*Your task*: For the word "texture", find each line in the entries where it occurs and copy that line.

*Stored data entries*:
--------------------------------
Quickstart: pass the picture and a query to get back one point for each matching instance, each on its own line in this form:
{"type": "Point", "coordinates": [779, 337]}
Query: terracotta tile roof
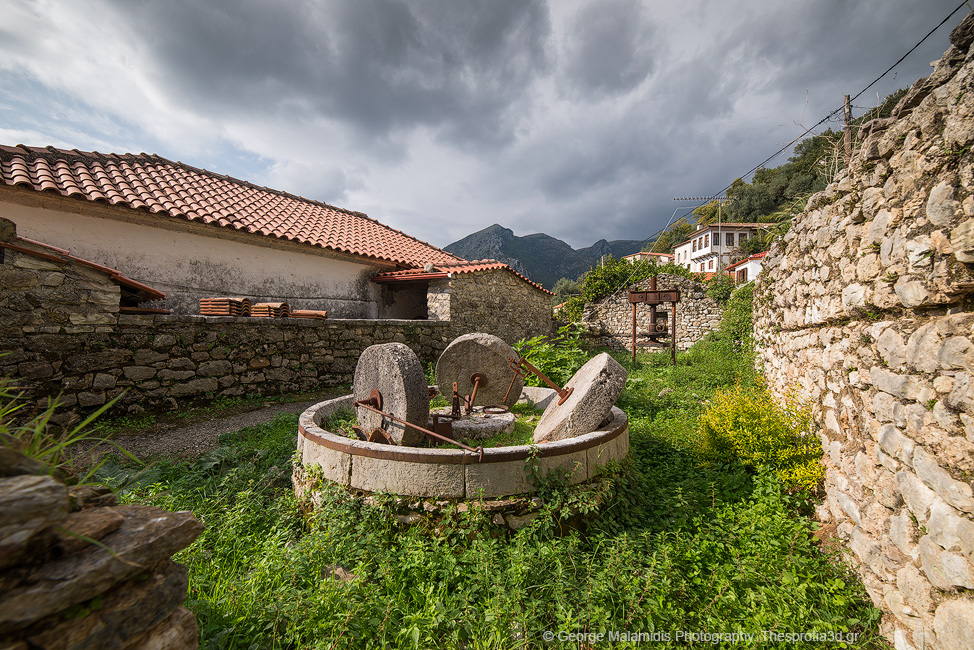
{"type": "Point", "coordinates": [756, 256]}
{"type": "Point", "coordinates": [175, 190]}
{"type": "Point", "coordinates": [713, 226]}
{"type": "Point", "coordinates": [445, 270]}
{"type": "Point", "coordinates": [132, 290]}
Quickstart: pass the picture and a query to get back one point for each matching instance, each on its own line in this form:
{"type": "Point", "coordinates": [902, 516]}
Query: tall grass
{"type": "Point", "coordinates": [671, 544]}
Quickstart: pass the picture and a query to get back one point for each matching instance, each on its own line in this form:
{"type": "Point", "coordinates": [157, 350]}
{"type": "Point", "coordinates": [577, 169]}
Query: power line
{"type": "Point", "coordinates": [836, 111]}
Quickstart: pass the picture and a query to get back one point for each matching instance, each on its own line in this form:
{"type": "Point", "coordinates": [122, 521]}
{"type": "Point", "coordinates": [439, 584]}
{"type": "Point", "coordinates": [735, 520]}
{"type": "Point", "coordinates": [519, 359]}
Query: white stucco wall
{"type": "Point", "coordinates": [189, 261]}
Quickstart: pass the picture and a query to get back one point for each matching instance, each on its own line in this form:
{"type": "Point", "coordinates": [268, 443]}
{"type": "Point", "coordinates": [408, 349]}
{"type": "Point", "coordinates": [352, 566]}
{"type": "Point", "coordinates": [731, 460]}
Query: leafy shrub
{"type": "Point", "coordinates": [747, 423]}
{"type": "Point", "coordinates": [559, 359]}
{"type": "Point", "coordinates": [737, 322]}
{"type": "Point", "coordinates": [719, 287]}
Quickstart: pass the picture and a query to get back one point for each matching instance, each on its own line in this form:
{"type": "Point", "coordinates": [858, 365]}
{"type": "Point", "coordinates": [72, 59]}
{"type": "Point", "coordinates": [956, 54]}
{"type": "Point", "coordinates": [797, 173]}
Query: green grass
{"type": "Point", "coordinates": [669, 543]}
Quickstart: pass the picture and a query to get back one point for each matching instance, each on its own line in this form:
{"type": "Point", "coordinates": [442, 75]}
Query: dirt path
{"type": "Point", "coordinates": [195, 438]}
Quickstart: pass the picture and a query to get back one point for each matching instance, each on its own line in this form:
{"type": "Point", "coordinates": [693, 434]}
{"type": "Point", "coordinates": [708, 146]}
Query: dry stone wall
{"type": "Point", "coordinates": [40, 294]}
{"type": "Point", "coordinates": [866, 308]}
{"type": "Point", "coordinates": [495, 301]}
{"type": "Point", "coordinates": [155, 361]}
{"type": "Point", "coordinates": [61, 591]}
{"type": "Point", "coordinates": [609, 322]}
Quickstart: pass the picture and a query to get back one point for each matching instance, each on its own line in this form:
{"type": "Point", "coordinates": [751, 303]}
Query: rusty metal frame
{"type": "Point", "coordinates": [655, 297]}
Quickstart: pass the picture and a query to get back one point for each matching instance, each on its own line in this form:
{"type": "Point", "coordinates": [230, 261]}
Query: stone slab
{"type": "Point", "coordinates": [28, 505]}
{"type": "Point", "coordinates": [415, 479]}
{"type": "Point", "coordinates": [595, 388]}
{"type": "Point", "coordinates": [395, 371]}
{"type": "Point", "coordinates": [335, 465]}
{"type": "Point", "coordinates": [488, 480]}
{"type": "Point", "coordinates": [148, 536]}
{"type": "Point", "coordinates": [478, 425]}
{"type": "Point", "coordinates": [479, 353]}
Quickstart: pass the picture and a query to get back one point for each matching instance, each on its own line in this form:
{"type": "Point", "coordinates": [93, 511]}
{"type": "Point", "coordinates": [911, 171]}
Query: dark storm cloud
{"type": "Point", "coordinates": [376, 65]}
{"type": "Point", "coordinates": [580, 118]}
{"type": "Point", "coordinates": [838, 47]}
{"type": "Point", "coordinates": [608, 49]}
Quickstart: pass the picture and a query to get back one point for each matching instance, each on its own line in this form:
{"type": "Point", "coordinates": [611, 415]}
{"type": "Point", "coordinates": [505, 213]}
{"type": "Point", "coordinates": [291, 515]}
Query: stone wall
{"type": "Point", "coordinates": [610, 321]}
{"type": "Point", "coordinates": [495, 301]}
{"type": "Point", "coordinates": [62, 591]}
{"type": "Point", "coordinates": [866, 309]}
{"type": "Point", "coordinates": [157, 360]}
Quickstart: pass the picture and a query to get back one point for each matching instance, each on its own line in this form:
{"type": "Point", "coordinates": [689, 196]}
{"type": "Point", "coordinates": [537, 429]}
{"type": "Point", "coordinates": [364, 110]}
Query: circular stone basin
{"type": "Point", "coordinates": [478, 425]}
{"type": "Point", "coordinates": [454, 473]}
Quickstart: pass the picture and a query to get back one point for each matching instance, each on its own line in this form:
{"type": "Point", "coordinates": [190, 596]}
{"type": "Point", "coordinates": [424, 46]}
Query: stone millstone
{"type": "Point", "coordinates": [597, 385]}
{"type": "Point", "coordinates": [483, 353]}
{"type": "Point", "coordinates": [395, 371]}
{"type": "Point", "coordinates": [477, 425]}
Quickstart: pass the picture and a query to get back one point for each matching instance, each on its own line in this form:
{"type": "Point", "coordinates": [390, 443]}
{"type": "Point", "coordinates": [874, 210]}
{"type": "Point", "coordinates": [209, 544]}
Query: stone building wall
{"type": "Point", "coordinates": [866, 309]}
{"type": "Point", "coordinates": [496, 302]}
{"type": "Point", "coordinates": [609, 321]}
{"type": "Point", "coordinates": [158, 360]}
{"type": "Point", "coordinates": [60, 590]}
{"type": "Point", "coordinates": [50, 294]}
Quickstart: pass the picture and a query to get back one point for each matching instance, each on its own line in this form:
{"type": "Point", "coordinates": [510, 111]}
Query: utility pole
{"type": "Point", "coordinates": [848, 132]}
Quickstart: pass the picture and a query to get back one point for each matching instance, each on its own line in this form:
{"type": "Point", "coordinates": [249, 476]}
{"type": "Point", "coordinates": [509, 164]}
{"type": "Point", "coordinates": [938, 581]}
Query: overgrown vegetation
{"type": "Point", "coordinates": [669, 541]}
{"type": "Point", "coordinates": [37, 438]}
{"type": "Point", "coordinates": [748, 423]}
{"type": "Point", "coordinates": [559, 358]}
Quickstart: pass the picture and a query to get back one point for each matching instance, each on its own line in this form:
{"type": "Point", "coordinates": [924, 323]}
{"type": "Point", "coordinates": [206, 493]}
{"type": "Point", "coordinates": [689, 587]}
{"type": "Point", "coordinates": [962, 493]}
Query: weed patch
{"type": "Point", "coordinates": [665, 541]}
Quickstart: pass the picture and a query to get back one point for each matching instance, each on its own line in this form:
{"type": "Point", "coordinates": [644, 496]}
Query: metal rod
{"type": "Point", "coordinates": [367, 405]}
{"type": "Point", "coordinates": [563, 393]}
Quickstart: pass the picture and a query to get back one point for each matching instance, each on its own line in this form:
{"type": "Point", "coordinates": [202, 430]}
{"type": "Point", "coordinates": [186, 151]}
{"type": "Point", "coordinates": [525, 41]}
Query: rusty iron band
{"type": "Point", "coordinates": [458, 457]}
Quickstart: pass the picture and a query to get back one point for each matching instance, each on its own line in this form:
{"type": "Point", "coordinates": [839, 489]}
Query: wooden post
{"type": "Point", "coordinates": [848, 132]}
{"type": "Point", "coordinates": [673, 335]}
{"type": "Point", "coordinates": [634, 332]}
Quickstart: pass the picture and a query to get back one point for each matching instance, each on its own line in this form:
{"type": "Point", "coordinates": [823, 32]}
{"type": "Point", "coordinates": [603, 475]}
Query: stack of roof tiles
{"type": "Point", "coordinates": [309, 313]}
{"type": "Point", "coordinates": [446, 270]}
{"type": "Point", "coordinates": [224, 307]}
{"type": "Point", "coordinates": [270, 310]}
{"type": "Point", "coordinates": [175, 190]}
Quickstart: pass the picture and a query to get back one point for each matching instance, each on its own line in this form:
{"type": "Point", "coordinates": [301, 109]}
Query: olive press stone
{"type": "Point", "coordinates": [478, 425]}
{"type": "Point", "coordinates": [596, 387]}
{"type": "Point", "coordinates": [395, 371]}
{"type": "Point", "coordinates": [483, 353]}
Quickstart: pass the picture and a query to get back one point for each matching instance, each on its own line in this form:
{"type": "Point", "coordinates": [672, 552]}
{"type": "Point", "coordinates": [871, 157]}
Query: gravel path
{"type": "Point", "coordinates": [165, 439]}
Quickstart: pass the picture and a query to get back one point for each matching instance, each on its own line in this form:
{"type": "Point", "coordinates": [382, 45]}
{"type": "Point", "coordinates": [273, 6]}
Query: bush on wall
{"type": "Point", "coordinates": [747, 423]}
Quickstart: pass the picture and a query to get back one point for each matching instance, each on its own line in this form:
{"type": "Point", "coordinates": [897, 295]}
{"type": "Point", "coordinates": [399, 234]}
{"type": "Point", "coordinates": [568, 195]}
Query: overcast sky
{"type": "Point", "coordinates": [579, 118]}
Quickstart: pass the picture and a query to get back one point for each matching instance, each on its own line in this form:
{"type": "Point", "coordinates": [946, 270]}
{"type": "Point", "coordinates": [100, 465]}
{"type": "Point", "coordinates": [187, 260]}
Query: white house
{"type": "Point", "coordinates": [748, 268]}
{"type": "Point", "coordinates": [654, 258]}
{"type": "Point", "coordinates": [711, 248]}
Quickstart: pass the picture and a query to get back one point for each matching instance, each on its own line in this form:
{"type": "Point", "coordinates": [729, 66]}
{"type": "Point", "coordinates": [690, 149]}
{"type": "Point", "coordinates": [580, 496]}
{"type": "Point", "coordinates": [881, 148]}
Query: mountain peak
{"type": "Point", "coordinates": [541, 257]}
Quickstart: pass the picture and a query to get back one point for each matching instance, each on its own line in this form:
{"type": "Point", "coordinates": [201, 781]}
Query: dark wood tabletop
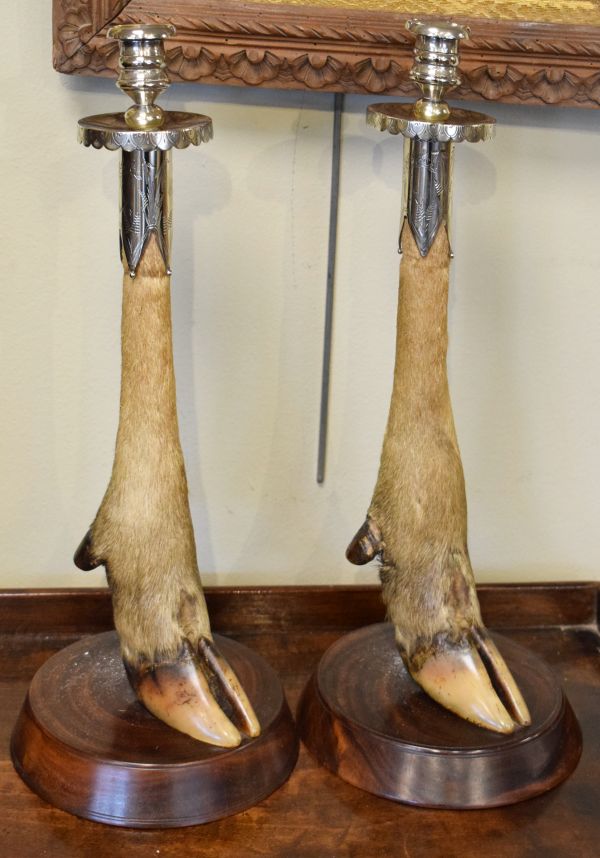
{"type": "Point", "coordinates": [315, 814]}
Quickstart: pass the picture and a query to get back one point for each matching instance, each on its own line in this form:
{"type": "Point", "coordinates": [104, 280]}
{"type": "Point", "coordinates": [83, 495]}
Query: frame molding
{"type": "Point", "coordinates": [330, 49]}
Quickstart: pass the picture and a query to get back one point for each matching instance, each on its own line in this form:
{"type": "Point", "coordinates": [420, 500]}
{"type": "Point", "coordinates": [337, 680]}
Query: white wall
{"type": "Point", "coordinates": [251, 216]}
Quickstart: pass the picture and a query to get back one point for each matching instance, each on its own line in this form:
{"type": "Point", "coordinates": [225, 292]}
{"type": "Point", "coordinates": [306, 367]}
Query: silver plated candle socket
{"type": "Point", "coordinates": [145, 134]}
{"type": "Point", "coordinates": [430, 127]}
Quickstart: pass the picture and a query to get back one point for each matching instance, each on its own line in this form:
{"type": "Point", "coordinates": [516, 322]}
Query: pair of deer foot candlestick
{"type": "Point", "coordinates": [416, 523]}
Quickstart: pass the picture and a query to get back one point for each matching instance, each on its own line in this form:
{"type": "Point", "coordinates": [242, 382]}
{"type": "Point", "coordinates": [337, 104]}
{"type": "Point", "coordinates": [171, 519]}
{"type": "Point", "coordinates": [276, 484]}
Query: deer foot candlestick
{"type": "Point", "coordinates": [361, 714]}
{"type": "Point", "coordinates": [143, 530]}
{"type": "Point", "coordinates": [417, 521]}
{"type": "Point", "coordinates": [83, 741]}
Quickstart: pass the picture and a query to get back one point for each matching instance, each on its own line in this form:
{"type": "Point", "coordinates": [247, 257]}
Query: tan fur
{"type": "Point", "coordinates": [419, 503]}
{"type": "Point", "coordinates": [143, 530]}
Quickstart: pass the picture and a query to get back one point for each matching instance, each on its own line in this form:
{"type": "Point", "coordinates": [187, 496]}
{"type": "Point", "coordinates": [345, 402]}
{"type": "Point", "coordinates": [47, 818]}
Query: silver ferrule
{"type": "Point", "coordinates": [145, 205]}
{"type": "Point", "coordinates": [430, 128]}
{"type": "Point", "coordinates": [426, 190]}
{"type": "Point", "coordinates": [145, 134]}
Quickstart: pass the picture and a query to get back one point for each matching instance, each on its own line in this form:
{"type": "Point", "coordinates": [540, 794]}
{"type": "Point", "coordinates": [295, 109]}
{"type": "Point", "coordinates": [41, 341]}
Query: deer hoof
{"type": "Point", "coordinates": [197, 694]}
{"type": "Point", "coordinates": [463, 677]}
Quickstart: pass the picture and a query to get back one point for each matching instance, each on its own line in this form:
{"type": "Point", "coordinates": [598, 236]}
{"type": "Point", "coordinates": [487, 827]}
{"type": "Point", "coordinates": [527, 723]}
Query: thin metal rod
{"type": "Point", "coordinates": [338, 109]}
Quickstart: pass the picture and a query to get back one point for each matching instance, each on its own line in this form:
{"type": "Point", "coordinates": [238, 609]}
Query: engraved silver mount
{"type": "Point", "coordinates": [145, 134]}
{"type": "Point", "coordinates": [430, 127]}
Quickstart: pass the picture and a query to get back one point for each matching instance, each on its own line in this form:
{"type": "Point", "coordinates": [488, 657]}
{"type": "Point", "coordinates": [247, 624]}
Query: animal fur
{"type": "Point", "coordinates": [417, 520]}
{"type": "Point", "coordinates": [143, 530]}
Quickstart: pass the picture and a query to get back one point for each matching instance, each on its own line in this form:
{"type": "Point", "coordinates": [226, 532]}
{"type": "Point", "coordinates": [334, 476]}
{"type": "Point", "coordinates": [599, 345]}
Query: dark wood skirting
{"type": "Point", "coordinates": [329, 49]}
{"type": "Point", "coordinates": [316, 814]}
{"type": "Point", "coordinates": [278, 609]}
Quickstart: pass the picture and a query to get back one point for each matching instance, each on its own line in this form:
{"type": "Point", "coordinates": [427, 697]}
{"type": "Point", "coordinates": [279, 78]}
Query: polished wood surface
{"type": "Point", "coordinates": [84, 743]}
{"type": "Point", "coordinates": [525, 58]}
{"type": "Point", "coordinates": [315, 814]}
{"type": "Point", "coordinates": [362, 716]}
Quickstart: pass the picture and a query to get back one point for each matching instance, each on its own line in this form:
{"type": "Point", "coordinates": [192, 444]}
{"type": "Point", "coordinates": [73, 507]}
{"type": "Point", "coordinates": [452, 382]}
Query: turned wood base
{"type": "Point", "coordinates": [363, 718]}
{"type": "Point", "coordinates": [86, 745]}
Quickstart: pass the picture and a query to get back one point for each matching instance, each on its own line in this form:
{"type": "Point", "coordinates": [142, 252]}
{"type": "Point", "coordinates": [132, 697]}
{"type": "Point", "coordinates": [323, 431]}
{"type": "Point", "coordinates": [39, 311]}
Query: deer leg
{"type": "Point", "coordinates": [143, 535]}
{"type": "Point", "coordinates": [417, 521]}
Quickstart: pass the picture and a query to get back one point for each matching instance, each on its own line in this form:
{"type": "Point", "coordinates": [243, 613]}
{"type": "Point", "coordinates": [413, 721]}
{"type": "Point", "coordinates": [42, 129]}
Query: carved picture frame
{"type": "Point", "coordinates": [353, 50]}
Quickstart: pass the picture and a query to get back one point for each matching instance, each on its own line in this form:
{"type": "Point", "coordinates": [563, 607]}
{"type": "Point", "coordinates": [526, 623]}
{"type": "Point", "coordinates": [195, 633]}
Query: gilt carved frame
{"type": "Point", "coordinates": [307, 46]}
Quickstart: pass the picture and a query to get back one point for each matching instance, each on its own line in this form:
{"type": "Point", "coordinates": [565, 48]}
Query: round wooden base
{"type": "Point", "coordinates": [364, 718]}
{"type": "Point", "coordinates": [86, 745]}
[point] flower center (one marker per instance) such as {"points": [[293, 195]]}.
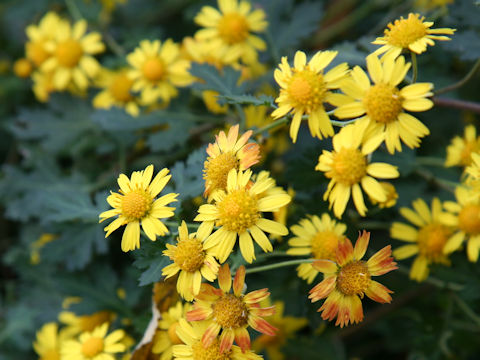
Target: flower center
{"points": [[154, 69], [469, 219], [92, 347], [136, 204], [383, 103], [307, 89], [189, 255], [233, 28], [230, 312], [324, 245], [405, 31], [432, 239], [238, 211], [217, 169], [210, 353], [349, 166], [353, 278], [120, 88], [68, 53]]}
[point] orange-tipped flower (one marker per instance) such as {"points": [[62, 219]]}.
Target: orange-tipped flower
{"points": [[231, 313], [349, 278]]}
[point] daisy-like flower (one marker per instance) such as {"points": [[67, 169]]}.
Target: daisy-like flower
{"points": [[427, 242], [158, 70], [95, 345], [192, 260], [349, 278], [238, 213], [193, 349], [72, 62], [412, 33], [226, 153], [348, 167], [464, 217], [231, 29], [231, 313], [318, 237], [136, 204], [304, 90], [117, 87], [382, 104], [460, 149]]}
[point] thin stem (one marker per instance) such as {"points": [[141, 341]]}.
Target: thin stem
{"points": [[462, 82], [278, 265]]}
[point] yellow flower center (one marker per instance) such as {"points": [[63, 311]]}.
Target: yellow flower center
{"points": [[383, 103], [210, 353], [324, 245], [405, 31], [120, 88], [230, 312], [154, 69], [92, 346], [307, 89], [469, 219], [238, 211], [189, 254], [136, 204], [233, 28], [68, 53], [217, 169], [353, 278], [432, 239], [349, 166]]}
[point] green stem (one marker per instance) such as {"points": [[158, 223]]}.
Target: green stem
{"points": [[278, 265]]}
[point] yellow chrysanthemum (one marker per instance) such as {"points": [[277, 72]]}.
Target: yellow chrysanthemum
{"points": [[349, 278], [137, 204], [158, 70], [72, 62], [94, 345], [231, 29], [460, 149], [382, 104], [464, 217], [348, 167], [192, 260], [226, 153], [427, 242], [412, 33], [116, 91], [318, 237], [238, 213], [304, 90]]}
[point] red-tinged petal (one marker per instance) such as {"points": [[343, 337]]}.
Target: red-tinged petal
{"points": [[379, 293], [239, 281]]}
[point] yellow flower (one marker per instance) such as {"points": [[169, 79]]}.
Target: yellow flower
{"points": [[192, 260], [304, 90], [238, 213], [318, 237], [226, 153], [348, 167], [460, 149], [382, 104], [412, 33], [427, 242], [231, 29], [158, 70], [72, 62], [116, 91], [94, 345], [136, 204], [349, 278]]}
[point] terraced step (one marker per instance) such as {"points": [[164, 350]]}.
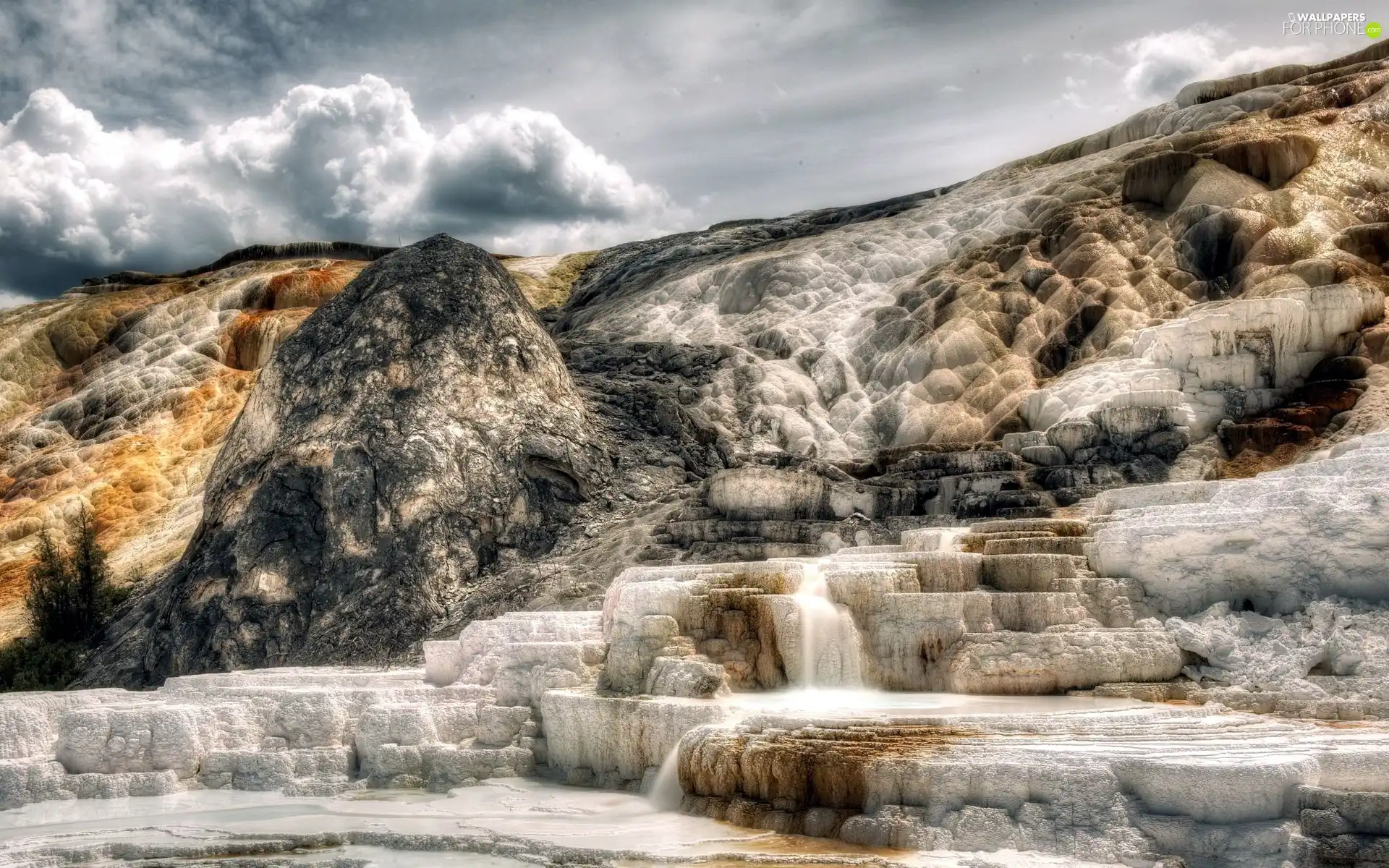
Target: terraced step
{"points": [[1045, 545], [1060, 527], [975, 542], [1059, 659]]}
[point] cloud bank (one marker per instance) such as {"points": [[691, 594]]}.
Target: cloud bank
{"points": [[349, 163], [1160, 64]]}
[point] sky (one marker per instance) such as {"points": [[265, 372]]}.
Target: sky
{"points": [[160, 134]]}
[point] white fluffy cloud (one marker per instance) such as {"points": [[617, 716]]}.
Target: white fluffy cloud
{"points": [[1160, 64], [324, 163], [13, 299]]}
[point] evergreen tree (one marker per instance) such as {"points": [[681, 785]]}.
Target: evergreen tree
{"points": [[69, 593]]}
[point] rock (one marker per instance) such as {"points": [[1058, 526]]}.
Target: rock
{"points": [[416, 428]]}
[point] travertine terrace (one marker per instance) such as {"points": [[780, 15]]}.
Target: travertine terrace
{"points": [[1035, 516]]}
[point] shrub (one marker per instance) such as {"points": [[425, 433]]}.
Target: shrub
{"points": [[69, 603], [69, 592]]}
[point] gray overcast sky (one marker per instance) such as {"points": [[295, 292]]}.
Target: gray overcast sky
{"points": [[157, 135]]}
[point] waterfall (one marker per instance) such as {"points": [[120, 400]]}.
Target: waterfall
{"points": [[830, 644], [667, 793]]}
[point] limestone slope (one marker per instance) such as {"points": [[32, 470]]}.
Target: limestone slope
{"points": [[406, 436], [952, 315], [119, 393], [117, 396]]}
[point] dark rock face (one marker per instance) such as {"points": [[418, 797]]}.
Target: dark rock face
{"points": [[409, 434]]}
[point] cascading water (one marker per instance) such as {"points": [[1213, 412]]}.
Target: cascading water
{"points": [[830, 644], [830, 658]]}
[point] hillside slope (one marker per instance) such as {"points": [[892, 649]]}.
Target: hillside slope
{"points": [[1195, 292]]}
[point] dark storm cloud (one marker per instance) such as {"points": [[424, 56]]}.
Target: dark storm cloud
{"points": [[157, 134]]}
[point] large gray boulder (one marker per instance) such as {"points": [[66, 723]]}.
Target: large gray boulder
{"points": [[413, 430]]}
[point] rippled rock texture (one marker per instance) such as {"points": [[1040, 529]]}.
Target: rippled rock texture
--------------------------------
*Answer space*:
[point] rippled rock texture (one marker per instance) such as {"points": [[1040, 529]]}.
Target: rippled rock texture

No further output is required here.